▶ **Job**: Give a verbatim repeat of the lines that run from the line containing "--target tan parchment background" to the end of the data below.

▶ **Data entries**:
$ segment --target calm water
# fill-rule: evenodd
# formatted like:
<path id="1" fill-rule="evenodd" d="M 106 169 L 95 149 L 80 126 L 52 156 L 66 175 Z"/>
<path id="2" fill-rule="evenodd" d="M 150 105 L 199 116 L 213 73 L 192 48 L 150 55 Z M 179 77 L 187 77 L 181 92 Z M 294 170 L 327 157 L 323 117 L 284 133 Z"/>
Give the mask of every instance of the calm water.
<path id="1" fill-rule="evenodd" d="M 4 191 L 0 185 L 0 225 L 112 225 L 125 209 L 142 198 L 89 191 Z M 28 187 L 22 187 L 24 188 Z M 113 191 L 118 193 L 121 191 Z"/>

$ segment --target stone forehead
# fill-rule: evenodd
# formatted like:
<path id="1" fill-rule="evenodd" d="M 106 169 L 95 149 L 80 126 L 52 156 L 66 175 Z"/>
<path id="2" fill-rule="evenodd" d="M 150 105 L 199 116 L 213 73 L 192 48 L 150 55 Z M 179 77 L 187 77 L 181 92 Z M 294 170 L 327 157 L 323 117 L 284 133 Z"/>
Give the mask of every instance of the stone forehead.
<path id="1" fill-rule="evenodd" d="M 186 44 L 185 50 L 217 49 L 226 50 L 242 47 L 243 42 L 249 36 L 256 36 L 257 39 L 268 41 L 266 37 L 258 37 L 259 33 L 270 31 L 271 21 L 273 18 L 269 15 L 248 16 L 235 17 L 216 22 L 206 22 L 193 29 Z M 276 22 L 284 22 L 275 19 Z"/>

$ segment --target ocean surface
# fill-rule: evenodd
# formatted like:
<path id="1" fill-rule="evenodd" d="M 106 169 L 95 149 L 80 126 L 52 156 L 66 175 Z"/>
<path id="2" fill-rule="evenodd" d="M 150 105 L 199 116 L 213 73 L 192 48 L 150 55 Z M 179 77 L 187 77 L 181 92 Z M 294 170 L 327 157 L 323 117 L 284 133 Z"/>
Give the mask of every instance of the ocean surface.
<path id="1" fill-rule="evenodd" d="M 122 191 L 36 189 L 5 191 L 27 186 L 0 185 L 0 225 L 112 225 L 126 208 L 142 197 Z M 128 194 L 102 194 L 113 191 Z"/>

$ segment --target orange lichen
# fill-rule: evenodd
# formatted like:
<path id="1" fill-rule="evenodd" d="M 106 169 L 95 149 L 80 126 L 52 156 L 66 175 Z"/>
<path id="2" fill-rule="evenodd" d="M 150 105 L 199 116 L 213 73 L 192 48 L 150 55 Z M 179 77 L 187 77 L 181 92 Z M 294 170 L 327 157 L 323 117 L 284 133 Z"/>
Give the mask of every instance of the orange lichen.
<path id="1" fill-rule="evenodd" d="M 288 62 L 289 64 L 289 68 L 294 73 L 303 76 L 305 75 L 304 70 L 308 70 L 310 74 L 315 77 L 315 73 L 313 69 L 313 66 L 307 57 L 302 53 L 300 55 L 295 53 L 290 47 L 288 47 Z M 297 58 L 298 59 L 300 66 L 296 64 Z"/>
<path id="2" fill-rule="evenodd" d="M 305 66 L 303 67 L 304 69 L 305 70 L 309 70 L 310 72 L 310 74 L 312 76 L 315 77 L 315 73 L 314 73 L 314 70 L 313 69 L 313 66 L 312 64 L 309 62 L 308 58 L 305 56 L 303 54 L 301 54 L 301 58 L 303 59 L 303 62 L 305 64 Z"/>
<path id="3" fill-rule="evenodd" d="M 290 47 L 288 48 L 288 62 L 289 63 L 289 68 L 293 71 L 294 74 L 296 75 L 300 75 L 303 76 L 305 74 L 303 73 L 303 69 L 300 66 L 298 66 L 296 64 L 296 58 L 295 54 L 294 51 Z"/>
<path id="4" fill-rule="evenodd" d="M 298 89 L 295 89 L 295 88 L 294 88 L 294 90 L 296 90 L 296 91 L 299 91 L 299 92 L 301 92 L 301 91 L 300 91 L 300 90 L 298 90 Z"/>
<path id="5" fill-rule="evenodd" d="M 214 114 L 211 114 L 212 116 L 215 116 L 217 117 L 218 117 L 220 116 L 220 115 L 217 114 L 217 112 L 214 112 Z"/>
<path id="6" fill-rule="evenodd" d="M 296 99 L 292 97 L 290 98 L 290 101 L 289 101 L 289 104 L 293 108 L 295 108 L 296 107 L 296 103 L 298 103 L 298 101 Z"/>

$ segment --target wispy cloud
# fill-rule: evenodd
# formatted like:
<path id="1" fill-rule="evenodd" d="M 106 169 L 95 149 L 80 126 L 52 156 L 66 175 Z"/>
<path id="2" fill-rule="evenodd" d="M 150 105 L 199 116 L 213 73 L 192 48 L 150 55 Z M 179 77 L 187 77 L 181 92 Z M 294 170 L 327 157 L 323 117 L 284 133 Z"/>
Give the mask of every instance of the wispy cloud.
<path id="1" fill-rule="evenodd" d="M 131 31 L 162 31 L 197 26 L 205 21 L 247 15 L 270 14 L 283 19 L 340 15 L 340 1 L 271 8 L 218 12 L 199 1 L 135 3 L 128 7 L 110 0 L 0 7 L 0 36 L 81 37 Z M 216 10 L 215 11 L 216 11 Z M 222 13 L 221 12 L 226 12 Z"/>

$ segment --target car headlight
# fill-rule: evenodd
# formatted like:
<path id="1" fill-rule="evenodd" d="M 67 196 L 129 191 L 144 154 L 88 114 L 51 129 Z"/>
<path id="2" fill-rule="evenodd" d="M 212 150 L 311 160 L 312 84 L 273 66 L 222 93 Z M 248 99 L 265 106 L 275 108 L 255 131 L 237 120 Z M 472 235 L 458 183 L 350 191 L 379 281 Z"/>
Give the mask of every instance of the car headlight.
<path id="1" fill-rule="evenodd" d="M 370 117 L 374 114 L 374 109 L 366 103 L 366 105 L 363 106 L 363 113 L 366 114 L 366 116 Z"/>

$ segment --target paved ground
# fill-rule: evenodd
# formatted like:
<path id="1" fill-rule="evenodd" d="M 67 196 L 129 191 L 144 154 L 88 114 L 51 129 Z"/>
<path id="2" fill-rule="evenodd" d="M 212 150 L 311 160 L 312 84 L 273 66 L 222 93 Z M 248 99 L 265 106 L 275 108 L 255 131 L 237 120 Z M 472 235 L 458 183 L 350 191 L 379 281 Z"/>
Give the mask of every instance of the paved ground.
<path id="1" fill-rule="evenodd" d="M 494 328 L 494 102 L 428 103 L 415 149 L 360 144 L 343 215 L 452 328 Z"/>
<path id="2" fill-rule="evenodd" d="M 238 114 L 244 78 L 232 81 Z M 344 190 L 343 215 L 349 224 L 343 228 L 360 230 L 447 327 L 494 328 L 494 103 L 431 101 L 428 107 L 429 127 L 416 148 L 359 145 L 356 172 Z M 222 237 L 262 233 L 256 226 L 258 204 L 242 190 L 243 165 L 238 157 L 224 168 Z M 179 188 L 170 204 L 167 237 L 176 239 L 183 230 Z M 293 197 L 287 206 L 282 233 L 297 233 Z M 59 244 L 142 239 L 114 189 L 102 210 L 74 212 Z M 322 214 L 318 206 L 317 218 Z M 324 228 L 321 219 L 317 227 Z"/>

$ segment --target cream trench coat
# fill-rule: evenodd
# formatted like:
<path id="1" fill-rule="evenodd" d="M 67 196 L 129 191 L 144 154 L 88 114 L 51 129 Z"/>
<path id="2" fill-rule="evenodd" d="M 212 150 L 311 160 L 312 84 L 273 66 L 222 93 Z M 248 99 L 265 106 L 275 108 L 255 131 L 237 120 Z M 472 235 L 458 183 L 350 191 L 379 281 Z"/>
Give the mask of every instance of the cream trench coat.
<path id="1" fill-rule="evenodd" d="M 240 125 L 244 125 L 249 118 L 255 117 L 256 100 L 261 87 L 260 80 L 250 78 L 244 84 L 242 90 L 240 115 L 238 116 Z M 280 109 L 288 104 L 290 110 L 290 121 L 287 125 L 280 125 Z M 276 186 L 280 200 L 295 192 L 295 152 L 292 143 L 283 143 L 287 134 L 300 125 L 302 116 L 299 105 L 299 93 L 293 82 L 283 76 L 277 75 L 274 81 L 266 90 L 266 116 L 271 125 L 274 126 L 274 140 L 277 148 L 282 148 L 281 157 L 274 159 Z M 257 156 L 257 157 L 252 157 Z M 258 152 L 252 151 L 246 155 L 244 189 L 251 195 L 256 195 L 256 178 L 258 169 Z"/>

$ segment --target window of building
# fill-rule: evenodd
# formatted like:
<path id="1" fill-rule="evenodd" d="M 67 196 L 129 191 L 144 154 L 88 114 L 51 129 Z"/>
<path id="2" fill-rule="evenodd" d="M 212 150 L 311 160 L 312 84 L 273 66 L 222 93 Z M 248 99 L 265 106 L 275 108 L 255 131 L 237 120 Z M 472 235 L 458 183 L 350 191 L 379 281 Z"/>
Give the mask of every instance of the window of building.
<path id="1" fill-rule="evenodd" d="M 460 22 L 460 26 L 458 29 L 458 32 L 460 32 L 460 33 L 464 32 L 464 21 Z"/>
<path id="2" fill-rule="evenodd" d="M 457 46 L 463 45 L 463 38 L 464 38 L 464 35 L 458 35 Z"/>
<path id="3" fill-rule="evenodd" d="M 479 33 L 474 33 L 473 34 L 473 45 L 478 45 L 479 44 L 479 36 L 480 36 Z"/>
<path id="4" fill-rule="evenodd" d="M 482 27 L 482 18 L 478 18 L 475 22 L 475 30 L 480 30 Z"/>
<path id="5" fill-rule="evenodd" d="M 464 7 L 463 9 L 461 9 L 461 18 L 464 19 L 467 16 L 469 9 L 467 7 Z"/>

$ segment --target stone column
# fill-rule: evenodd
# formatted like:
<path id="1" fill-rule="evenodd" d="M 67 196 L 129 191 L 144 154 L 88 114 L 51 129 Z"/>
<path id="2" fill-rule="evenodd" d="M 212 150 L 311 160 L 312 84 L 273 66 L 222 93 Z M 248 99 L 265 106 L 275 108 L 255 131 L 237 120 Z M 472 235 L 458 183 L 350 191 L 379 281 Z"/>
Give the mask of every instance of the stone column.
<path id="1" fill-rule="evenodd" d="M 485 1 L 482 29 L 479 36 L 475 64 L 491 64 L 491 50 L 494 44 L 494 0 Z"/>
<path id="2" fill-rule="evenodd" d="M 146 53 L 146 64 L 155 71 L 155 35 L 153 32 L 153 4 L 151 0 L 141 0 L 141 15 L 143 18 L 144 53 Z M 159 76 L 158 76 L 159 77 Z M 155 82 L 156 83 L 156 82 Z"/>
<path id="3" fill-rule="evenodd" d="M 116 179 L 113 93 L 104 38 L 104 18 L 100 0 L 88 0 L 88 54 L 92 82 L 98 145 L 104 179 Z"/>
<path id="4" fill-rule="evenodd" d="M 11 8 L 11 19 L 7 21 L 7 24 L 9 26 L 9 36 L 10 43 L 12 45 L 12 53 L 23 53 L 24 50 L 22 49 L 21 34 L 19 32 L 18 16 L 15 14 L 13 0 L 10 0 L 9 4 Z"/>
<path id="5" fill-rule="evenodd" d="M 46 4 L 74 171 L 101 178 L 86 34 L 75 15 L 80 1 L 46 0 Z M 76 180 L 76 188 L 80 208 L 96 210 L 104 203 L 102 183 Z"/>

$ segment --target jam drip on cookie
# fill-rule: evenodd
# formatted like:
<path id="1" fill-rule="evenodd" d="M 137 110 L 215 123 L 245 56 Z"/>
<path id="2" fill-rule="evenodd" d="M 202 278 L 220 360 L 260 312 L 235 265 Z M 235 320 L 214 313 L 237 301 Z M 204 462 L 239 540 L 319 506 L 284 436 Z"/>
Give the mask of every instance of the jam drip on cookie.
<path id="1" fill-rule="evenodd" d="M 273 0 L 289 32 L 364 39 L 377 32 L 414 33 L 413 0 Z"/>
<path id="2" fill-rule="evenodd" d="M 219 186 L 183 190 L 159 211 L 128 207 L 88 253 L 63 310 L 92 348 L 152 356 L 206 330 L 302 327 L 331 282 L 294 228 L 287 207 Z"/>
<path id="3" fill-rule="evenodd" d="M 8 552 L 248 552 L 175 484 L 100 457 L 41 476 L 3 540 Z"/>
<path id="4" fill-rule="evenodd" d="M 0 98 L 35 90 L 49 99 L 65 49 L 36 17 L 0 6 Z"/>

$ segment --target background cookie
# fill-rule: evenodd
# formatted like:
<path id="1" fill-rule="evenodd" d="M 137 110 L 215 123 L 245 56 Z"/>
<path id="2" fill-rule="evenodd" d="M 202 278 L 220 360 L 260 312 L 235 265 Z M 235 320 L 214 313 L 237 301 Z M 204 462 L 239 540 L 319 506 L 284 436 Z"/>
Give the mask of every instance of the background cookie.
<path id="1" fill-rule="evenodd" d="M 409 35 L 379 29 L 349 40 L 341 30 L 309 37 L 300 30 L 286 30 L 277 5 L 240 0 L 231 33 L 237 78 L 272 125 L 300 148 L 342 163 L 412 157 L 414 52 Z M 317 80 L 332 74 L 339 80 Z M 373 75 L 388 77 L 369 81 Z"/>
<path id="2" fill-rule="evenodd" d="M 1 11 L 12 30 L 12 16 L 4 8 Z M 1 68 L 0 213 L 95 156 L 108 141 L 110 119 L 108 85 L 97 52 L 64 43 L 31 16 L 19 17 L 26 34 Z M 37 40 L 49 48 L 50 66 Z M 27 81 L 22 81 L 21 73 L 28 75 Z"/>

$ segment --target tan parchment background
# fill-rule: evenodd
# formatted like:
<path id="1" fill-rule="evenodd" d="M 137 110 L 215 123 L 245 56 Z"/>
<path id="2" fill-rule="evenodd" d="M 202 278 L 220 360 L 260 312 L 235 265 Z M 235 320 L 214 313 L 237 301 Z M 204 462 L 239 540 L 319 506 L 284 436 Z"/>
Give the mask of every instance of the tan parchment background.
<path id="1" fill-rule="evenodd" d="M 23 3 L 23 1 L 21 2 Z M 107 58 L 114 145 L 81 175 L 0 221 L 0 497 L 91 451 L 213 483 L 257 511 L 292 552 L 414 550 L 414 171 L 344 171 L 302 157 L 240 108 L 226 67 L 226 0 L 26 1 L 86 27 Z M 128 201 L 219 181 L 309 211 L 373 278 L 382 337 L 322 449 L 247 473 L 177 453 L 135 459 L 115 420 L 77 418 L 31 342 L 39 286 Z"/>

▶ **Task solution**:
$ segment --target tan parchment background
# fill-rule: evenodd
# formatted like:
<path id="1" fill-rule="evenodd" d="M 137 110 L 215 123 L 245 56 Z"/>
<path id="2" fill-rule="evenodd" d="M 202 278 L 220 360 L 260 312 L 235 265 Z M 235 320 L 214 313 L 237 301 Z M 204 462 L 239 540 L 319 506 L 284 436 Z"/>
Give the mask of every instance of the tan parchment background.
<path id="1" fill-rule="evenodd" d="M 23 3 L 23 1 L 21 2 Z M 107 58 L 114 145 L 81 175 L 0 221 L 0 497 L 91 451 L 213 483 L 257 511 L 292 552 L 414 550 L 414 171 L 344 171 L 302 157 L 240 108 L 226 67 L 226 0 L 26 1 L 86 27 Z M 128 201 L 219 181 L 309 211 L 373 278 L 382 337 L 322 449 L 247 473 L 177 453 L 135 459 L 115 420 L 77 418 L 31 342 L 39 286 Z"/>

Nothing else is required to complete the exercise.